>> start STORED DATA

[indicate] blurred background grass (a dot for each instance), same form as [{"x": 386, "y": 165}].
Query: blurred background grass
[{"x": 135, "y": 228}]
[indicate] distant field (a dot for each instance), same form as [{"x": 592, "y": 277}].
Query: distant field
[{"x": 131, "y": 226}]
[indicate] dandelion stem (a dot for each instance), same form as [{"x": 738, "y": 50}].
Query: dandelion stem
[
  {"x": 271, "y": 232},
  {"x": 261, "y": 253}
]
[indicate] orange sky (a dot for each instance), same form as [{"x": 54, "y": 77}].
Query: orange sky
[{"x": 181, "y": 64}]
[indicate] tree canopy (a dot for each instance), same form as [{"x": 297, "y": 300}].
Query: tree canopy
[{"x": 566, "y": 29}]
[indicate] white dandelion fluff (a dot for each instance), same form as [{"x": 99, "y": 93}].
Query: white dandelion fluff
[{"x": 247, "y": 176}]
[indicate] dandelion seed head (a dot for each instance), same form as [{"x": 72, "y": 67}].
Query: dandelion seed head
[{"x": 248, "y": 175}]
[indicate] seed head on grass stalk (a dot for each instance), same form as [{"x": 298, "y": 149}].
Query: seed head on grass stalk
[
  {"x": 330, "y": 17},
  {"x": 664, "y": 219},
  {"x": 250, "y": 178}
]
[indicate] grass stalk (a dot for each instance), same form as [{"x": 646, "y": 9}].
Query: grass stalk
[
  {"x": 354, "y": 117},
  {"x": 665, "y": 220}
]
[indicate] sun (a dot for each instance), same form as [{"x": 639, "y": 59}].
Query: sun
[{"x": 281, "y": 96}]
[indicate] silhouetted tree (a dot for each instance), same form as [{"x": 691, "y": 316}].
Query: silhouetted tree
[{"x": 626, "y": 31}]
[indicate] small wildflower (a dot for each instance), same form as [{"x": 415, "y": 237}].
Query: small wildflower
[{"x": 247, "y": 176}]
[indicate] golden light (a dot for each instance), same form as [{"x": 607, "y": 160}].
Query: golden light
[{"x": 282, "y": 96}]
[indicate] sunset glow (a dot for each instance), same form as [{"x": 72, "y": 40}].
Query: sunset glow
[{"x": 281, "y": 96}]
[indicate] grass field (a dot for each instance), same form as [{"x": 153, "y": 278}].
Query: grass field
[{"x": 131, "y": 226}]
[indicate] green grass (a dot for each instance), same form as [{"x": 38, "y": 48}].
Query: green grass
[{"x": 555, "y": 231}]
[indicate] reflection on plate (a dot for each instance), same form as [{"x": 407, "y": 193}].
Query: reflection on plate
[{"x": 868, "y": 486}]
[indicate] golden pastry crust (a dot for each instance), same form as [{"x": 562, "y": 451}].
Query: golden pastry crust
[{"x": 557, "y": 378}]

>> end STORED DATA

§ **WHAT YOU ARE ASKED TO DO**
Can you reproduce all the material exactly?

§ **WRITTEN RESPONSE**
[indicate] blurred background grass (a dot for each instance), same form as [{"x": 386, "y": 165}].
Query: blurred background grass
[{"x": 135, "y": 228}]
[indicate] distant field (a dot for each instance), same form as [{"x": 592, "y": 277}].
Query: distant field
[{"x": 131, "y": 226}]
[indicate] dandelion stem (a dot for each instance), same form as [{"x": 738, "y": 50}].
Query: dandelion stem
[
  {"x": 271, "y": 232},
  {"x": 261, "y": 253}
]
[indicate] orange sky (a dot for each instance), same form as [{"x": 54, "y": 77}].
Query: orange sky
[{"x": 181, "y": 64}]
[indicate] tree canopy (a dot for each instance), same form as [{"x": 297, "y": 300}].
Query: tree canopy
[{"x": 566, "y": 29}]
[indicate] white dandelion fluff (a dot for each instance), same form as [{"x": 99, "y": 93}].
Query: white dandelion fluff
[{"x": 247, "y": 176}]
[indicate] dandelion seed head (a dot for each instance), same form as [{"x": 72, "y": 67}].
Query: dandelion seed head
[{"x": 248, "y": 175}]
[indicate] seed head on grass stalk (a dot for each instance), same form as [{"x": 298, "y": 149}].
Query: seed head on grass stalk
[
  {"x": 330, "y": 17},
  {"x": 664, "y": 219},
  {"x": 250, "y": 178}
]
[indicate] grass stalk (a dot for each instance), same form as [{"x": 646, "y": 9}].
Query: grass stalk
[
  {"x": 354, "y": 117},
  {"x": 665, "y": 220}
]
[indicate] sun (a dot for each instance), same form as [{"x": 639, "y": 59}].
Query: sun
[{"x": 281, "y": 96}]
[indicate] silhouetted tree (a dot for each instance), same form as [{"x": 691, "y": 316}].
Query: silhouetted tree
[{"x": 626, "y": 31}]
[indicate] small wildflower (a dot for each instance), same form as [{"x": 415, "y": 237}].
Query: small wildflower
[{"x": 247, "y": 176}]
[indicate] golden light (a dot for each instance), same form as [{"x": 607, "y": 160}].
Query: golden light
[{"x": 282, "y": 96}]
[indicate] sunset glow (a dot for each instance), same form as [{"x": 72, "y": 40}].
Query: sunset glow
[{"x": 281, "y": 96}]
[indicate] grass field (a dot for each instance), same form as [{"x": 153, "y": 278}].
Query: grass field
[{"x": 131, "y": 226}]
[indicate] green grass (a dot for each instance), same form as [{"x": 38, "y": 48}].
Query: green grass
[{"x": 555, "y": 231}]
[indicate] reflection on plate (a dot for each instance), same form as [{"x": 407, "y": 193}].
Query: reflection on plate
[{"x": 868, "y": 486}]
[indicate] golden pastry crust (a dot for each instance), same form as [{"x": 562, "y": 451}].
Query: golden pastry crust
[{"x": 557, "y": 378}]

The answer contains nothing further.